## Start EXCERPTED DATA

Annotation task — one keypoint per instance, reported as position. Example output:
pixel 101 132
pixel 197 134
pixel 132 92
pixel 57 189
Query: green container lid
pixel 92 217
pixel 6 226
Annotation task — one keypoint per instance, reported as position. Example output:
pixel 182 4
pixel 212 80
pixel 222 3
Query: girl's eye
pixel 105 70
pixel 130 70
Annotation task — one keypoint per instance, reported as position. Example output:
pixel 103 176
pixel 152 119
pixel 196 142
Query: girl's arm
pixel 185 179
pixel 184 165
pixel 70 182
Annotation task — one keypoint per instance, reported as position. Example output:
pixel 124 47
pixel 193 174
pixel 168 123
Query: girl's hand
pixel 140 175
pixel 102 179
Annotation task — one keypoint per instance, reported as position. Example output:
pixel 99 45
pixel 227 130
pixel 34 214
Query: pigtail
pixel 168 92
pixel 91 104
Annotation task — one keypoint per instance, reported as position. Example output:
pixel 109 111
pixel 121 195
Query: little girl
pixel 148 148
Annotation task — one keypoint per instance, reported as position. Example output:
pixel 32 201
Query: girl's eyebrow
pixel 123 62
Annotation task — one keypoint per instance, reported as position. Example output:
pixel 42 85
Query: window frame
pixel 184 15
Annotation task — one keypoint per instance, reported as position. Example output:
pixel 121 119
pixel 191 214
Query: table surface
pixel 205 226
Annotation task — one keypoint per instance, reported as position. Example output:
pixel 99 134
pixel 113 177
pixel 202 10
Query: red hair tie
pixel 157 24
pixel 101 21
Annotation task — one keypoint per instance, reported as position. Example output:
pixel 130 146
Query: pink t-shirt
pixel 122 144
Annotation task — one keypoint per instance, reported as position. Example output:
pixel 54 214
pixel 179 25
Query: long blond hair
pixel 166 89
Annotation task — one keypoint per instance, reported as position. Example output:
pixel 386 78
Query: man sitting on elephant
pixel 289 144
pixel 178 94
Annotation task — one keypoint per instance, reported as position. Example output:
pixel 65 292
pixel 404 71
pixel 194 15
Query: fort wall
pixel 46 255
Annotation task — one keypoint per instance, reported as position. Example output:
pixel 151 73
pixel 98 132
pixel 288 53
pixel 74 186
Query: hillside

## End EXCERPTED DATA

*BRIEF*. Rewrite every line of the entries above as a JSON list of strings, with one string per line and any blank lines omitted.

*WORKED SOLUTION*.
[
  "Annotation task — one keypoint per instance, reported as position. Example output:",
  "pixel 101 132",
  "pixel 197 134",
  "pixel 132 92",
  "pixel 57 189",
  "Query: green container lid",
  "pixel 92 217",
  "pixel 6 226",
  "Annotation task — one keypoint per instance, reported as position. Example output:",
  "pixel 182 4",
  "pixel 212 80",
  "pixel 222 3",
  "Query: girl's eye",
  "pixel 105 70",
  "pixel 130 70",
  "Annotation task — one keypoint per instance, reported as position. Example output:",
  "pixel 103 176",
  "pixel 152 119",
  "pixel 196 142",
  "Query: girl's arm",
  "pixel 185 179",
  "pixel 184 165",
  "pixel 70 182",
  "Annotation task — one keypoint per instance, reported as position. Example output:",
  "pixel 124 47",
  "pixel 193 174",
  "pixel 168 123",
  "Query: girl's hand",
  "pixel 140 175",
  "pixel 102 179",
  "Annotation task — one keypoint per instance, reported as position. Example output:",
  "pixel 99 45",
  "pixel 227 130",
  "pixel 34 214",
  "Query: pigtail",
  "pixel 168 92",
  "pixel 91 104",
  "Annotation task — one keypoint per instance, reported as position. Example output:",
  "pixel 109 111",
  "pixel 121 195",
  "Query: little girl",
  "pixel 148 148",
  "Annotation task — one keypoint per instance, reported as position. Example output:",
  "pixel 32 201",
  "Query: girl's eyebrow",
  "pixel 123 62",
  "Annotation task — one keypoint per instance, reported as position. Example output:",
  "pixel 42 85",
  "Query: window frame",
  "pixel 184 15",
  "Annotation task — one keypoint per instance, reported as position. Example output:",
  "pixel 121 119",
  "pixel 191 214",
  "Query: table surface",
  "pixel 205 226",
  "Annotation task — one keypoint per instance, reported as position. Example output:",
  "pixel 99 134",
  "pixel 113 177",
  "pixel 202 10",
  "Query: red hair tie",
  "pixel 157 24",
  "pixel 101 21",
  "Annotation task — one keypoint per instance, reported as position. Example output:",
  "pixel 130 146",
  "Query: pink t-shirt",
  "pixel 122 144",
  "Annotation task — one keypoint per instance, reported as position. Example output:",
  "pixel 54 214",
  "pixel 179 25",
  "Query: long blond hair",
  "pixel 166 89",
  "Annotation task — one keypoint per instance, reported as position. Example output:",
  "pixel 386 78",
  "Query: man sitting on elephant",
  "pixel 289 144",
  "pixel 178 94",
  "Annotation task — one keypoint per instance, reported as position. Example output:",
  "pixel 65 292",
  "pixel 404 71",
  "pixel 194 15",
  "Query: fort wall",
  "pixel 46 255",
  "Annotation task — one keypoint per instance, reported as position. Example output:",
  "pixel 151 73",
  "pixel 98 132",
  "pixel 288 53",
  "pixel 74 186",
  "Query: hillside"
]